The task: Restate the entire listing word for word.

Coordinate annotation entries:
-- -- --
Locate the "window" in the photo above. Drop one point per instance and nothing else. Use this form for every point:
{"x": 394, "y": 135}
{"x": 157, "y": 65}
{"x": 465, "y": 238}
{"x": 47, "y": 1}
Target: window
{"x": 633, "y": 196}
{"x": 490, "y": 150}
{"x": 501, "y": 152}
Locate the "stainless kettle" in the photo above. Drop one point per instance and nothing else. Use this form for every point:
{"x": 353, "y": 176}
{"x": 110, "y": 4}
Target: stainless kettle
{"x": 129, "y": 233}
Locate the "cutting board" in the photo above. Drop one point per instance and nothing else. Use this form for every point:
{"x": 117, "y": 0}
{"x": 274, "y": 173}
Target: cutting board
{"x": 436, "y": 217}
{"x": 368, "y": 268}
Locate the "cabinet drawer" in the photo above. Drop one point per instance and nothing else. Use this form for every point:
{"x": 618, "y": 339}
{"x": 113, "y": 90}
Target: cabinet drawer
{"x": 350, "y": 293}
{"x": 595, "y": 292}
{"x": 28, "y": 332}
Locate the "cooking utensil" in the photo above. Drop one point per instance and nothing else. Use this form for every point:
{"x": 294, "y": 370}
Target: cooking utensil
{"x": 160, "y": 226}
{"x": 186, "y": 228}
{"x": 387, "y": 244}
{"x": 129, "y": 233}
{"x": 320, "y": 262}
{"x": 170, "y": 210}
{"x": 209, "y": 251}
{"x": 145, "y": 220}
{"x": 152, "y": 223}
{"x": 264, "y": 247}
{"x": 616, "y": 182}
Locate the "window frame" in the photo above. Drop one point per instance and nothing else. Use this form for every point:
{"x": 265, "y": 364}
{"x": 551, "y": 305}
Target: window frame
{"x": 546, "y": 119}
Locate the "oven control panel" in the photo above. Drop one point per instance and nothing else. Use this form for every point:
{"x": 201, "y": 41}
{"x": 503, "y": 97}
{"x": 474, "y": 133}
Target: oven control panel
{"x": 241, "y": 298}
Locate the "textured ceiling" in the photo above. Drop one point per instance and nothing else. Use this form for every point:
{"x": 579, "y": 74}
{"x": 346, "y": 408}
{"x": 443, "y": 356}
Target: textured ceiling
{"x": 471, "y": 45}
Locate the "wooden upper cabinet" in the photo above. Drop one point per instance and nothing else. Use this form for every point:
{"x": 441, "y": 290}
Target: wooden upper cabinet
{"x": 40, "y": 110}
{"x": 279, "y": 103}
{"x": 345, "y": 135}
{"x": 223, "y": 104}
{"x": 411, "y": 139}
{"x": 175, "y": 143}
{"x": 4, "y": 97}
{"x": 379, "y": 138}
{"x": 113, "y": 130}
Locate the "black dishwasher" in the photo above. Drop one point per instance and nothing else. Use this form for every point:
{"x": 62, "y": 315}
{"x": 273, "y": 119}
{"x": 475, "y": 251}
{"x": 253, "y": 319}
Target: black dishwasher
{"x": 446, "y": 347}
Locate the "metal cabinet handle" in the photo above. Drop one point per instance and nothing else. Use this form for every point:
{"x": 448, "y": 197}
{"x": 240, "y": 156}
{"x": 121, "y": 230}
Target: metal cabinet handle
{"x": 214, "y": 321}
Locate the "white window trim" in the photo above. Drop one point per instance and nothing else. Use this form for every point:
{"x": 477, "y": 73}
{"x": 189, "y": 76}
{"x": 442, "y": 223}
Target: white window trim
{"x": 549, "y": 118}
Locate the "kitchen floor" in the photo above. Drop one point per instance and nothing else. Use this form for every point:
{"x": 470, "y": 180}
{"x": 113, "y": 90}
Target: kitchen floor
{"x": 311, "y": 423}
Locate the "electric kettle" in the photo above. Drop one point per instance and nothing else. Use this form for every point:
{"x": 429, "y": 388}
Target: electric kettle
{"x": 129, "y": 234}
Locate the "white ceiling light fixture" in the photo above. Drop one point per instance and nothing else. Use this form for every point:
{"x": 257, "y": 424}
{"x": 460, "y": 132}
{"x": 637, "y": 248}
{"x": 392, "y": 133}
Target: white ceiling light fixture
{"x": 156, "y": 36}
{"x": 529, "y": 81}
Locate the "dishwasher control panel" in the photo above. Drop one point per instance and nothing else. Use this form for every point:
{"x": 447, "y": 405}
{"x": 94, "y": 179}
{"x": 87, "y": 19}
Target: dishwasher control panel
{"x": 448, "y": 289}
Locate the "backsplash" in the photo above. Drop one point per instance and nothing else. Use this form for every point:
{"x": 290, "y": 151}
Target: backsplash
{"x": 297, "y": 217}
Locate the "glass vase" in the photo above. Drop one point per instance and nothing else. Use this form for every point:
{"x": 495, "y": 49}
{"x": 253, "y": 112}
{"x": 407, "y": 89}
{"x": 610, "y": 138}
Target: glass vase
-- -- --
Exercise result:
Locate the "window" in the photo above. Drop one point per instance and nothing else. Use this form for every point:
{"x": 394, "y": 135}
{"x": 157, "y": 65}
{"x": 465, "y": 238}
{"x": 47, "y": 1}
Target: window
{"x": 633, "y": 196}
{"x": 490, "y": 150}
{"x": 501, "y": 152}
Locate the "stainless kettle" in the photo above. Drop one point per instance and nothing else. Use this form for every point:
{"x": 353, "y": 176}
{"x": 110, "y": 4}
Target: stainless kettle
{"x": 129, "y": 233}
Locate the "cutting board" in the photo above. Drop one point per instance and nothing else. Use this form for every point:
{"x": 117, "y": 0}
{"x": 274, "y": 173}
Target: cutting board
{"x": 436, "y": 217}
{"x": 368, "y": 268}
Locate the "cabinet drawer" in the photo above. Drop one point per instance and nothing else. Use this form for every point:
{"x": 618, "y": 339}
{"x": 113, "y": 90}
Target: cabinet drawer
{"x": 350, "y": 293}
{"x": 595, "y": 292}
{"x": 28, "y": 332}
Locate the "cooking utensil" in the photo above. Drop one point per instance and nothing else. Use this form for every point:
{"x": 294, "y": 370}
Target: cooking utensil
{"x": 160, "y": 226}
{"x": 186, "y": 228}
{"x": 387, "y": 244}
{"x": 129, "y": 233}
{"x": 320, "y": 262}
{"x": 170, "y": 210}
{"x": 209, "y": 251}
{"x": 145, "y": 220}
{"x": 152, "y": 223}
{"x": 264, "y": 247}
{"x": 616, "y": 182}
Locate the "window frame" in the photo above. Drop one point per instance and nothing else. Use this form for every point:
{"x": 265, "y": 364}
{"x": 551, "y": 305}
Target: window frame
{"x": 546, "y": 119}
Locate the "oven control panel" in the photo above. Drop one point per instance and nothing else. Use this form for every point:
{"x": 201, "y": 41}
{"x": 503, "y": 97}
{"x": 474, "y": 133}
Target: oven control panel
{"x": 241, "y": 298}
Locate the "textured ceiling" in the photo above. Drop one point per instance and nothing else. Use this form for every point:
{"x": 579, "y": 74}
{"x": 346, "y": 408}
{"x": 443, "y": 356}
Target: textured ceiling
{"x": 471, "y": 45}
Locate the "wooden upper cabinet" in the photo above. Drop one point per instance and nothing else. Use this form for every point:
{"x": 441, "y": 290}
Target: wooden upper cabinet
{"x": 40, "y": 110}
{"x": 279, "y": 103}
{"x": 345, "y": 135}
{"x": 223, "y": 104}
{"x": 411, "y": 139}
{"x": 175, "y": 143}
{"x": 4, "y": 97}
{"x": 379, "y": 138}
{"x": 113, "y": 130}
Locate the "black dishwasher" in the photo above. Drop one point per instance and nothing else. Use this form for every point:
{"x": 62, "y": 315}
{"x": 273, "y": 119}
{"x": 475, "y": 251}
{"x": 253, "y": 319}
Target: black dishwasher
{"x": 446, "y": 347}
Locate the "metal cabinet handle" in the photo above. Drop one point per instance and nothing else. Use this form for every point:
{"x": 448, "y": 197}
{"x": 240, "y": 156}
{"x": 121, "y": 230}
Target: metal cabinet handle
{"x": 214, "y": 321}
Locate the "white window trim" in the photo above. Drop one point per instance and nothing else. Use this form for every point:
{"x": 477, "y": 73}
{"x": 189, "y": 76}
{"x": 442, "y": 223}
Target: white window trim
{"x": 549, "y": 118}
Locate the "kitchen floor" in the photo above. Drop one point per instance and nothing else. Use this form for every point:
{"x": 470, "y": 180}
{"x": 113, "y": 90}
Target: kitchen floor
{"x": 311, "y": 423}
Locate the "electric kettle" in the photo above. Drop one point per instance and nothing else. Use this form for every point:
{"x": 429, "y": 388}
Target: electric kettle
{"x": 129, "y": 234}
Locate the "white ceiling light fixture" in the photo above. Drop one point per instance and nothing else. Use this form for every point:
{"x": 257, "y": 424}
{"x": 460, "y": 132}
{"x": 637, "y": 248}
{"x": 392, "y": 133}
Target: white ceiling light fixture
{"x": 156, "y": 36}
{"x": 529, "y": 81}
Locate the "dishwasher control panel" in the photo above. Drop one point per instance and nothing else. Use this form for every point:
{"x": 447, "y": 405}
{"x": 94, "y": 179}
{"x": 87, "y": 19}
Target: dishwasher control panel
{"x": 448, "y": 289}
Locate the "backsplash" in the photo above. Drop one point per instance and nothing else. Use this form for every point:
{"x": 290, "y": 151}
Target: backsplash
{"x": 297, "y": 217}
Locate the "glass vase" in the photo above. Drop one point per instance and nothing else. Use this form for every point:
{"x": 495, "y": 49}
{"x": 253, "y": 112}
{"x": 407, "y": 89}
{"x": 610, "y": 138}
Target: glass vase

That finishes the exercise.